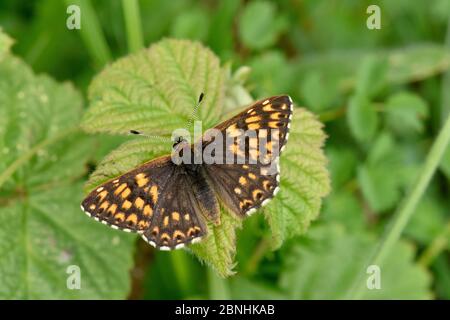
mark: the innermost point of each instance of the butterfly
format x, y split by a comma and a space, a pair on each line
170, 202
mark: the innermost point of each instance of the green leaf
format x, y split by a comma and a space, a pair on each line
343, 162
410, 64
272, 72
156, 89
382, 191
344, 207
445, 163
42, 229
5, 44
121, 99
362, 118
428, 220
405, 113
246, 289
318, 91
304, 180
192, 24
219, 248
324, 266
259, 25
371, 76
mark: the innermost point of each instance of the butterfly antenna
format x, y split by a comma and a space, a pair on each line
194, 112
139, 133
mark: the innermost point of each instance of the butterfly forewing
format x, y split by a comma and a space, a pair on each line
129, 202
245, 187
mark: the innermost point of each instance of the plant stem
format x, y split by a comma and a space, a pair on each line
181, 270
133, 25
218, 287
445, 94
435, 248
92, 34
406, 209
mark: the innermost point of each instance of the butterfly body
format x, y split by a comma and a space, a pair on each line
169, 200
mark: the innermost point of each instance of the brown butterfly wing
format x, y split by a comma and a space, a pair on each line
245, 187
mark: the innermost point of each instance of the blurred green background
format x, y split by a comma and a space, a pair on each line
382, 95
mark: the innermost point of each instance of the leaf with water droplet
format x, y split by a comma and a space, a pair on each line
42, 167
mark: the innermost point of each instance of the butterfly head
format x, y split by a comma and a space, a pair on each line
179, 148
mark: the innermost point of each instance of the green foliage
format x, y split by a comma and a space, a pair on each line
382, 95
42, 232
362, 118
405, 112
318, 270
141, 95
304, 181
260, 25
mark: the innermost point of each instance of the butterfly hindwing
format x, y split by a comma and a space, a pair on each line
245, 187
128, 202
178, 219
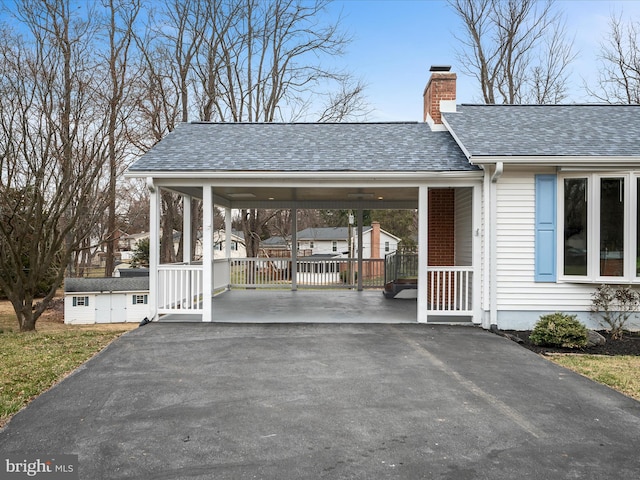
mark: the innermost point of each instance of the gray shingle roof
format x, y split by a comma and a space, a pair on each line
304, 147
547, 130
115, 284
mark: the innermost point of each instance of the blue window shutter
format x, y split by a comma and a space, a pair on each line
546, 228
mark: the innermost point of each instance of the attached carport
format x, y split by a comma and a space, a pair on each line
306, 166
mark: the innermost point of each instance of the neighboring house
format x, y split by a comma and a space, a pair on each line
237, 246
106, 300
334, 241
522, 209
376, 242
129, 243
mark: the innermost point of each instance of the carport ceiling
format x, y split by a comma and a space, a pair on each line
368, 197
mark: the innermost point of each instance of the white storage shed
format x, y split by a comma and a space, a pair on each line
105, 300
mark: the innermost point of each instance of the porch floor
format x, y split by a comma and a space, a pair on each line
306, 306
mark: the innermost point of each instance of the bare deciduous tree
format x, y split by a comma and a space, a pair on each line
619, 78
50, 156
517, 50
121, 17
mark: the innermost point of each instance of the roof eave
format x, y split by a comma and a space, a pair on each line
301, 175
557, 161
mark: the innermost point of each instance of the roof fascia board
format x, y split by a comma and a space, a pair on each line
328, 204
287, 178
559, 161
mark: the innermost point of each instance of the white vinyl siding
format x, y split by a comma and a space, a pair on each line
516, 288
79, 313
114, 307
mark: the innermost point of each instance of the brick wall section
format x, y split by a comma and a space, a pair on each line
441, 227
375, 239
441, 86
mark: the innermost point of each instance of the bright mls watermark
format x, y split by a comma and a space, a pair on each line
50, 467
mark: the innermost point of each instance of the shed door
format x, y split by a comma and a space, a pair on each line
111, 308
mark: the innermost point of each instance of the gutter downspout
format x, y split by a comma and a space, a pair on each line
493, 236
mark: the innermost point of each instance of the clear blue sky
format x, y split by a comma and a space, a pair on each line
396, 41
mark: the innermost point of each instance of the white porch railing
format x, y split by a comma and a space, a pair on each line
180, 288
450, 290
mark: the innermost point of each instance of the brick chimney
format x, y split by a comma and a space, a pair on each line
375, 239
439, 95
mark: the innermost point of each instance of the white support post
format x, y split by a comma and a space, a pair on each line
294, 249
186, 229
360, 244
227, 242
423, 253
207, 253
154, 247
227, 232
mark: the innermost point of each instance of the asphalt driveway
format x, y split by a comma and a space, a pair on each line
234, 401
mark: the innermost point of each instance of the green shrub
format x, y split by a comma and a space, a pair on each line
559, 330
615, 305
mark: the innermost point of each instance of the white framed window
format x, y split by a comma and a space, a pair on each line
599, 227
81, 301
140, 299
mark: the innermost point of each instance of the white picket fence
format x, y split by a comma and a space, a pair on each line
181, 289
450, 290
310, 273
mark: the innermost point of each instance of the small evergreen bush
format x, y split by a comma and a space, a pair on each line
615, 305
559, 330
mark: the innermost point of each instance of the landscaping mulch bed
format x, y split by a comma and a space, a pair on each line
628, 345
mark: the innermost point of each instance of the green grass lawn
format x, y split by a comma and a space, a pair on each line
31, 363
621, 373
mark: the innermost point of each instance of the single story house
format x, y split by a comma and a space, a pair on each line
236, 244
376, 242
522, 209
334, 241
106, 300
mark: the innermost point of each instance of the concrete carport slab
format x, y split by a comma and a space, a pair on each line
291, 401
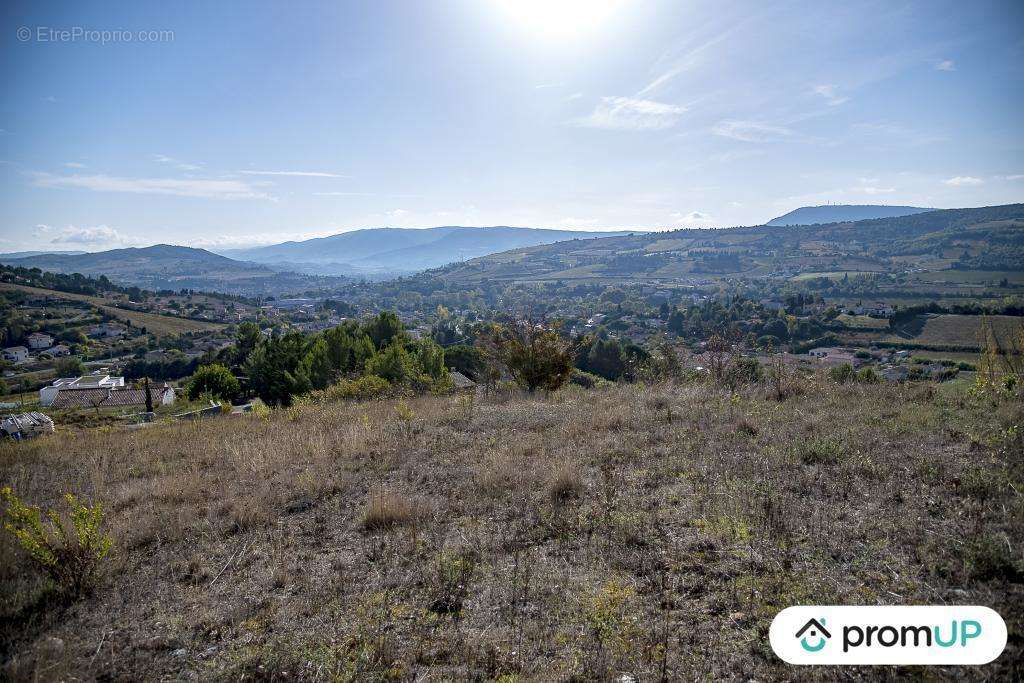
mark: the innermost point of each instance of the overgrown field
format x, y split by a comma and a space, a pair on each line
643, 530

- _BRIEF_: The expected answer is every line above in which the word "blue" appears.

- _EXPECTED ANSWER_:
mark: the innermost point of each instance of the blue window shutter
mark: the innermost point of each instance of the clear blue sky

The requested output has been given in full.